*Извлечённый текст*:
------------------------------------------------
#  > > >  >  > Форум >  > > >  >  > Буддийские форумы >  > > >  >  > Тибетский буддизм >  > > >  >  > Гелуг >  > > >  >  >  Правда ли Далай лама это говорил или писал?

## Дифо

Доброго времени суток, дорогие форумчане.

Понимая, что дьякон Кураев личность специфическая, спрашиваю у людей близких к источникам (Далай ламе или ЦК КПК КНР) действительно ли такие заявления, цитируемые уважаемым дьяконом, имели место , или это Его шутка.


http://www.youtube.com/watch?v=B10zDsZyBos


С уважением ко всем.


Дифо

----------


## Кунсанг Рабтен

Компартия все пытается под себя подмять, даже перерождения Далай-лам пытается взять под контроль. но они в этом вопросе не копенгаген. это все политика. Кураев тоже видимо политика.

----------


## Дифо

> Компартия все пытается под себя подмять, даже перерождения Далай-лам пытается взять под контроль. но они в этом вопросе не копенгаген. это все политика. Кураев тоже видимо политика.



То есть Далай лама не говорил что назначит при своей жизни нового Далай ламу (уже родившегося)?
------------------------------------------------
*Предоставленные материалы*:

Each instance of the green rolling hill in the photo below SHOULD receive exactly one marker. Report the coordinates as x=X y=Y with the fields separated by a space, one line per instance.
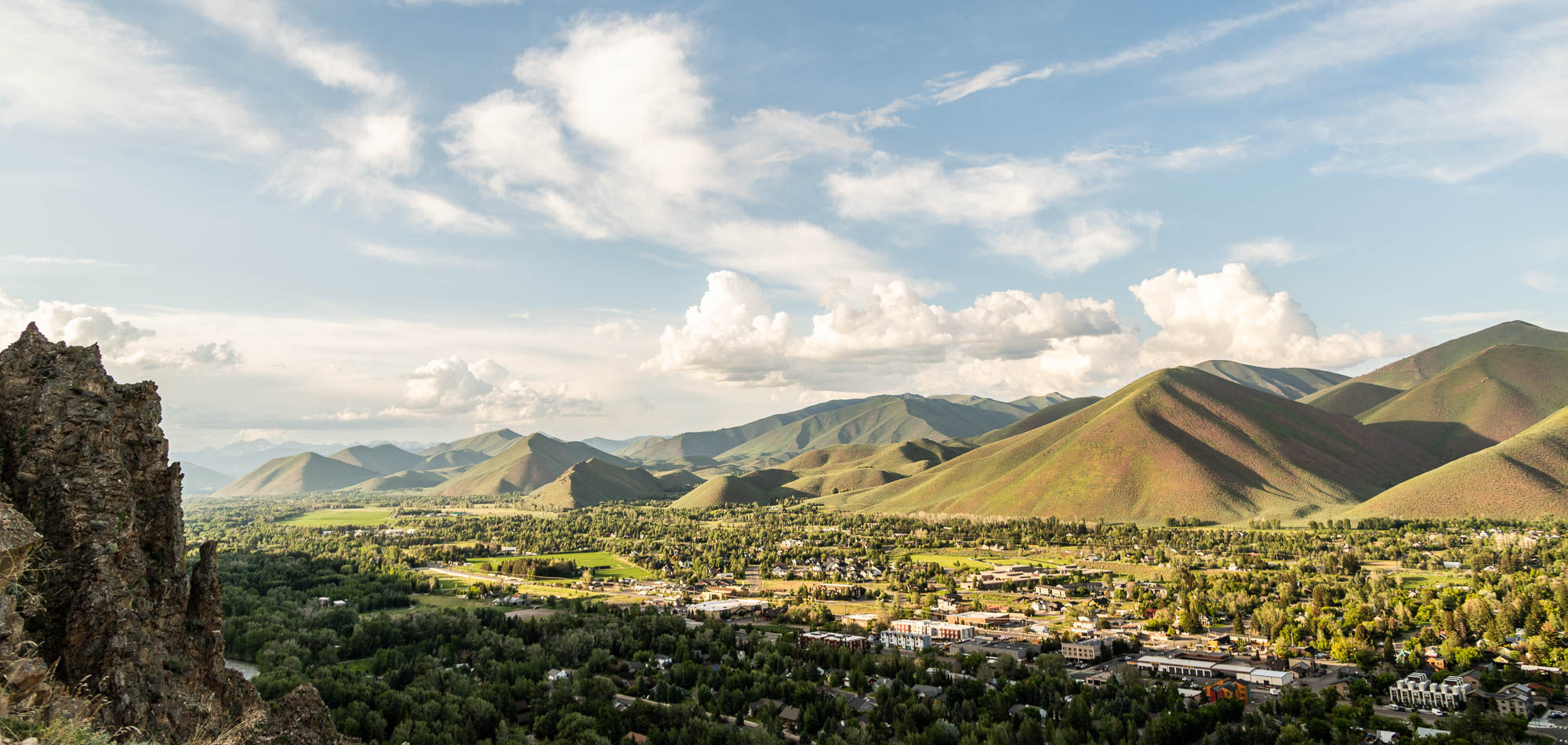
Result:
x=404 y=481
x=452 y=459
x=1351 y=398
x=490 y=443
x=382 y=459
x=713 y=443
x=526 y=465
x=201 y=481
x=1039 y=402
x=297 y=474
x=1175 y=443
x=757 y=489
x=1479 y=401
x=884 y=420
x=877 y=421
x=595 y=482
x=1034 y=421
x=1409 y=372
x=1523 y=478
x=1288 y=382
------------------------------------------------
*Выполните задания*:
A - Кого Дифо в ветке форума называет личностью специфической?
B - Перепишите из ветки форума всё от «Доброго времени суток, дорогие» и до «уважением ко всем.», подставив «участники форума» вместо «форумчане».
C - Соответствуют ли ветке форума эти утверждения? (i) По словам Кунсанга Рабтена, компартия пытается взять под контроль перерождения Далай-лам. (ii) Кунсанг Рабтен называет Кураева надёжным источником. (iii) Ветка размещена в разделе «Кагью».
Приведённые пункты для работы не понадобятся.

*Ответы*:
A - Дьякона Кураева.

B -
Доброго времени суток, дорогие участники форума.

Понимая, что дьякон Кураев личность специфическая, спрашиваю у людей близких к источникам (Далай ламе или ЦК КПК КНР) действительно ли такие заявления, цитируемые уважаемым дьяконом, имели место , или это Его шутка.


http://www.youtube.com/watch?v=B10zDsZyBos


С уважением ко всем.

C -
(i) Да: «даже перерождения Далай-лам пытается взять под контроль».
(ii) Нет: «Кураев тоже видимо политика».
(iii) Нет: «Гелуг».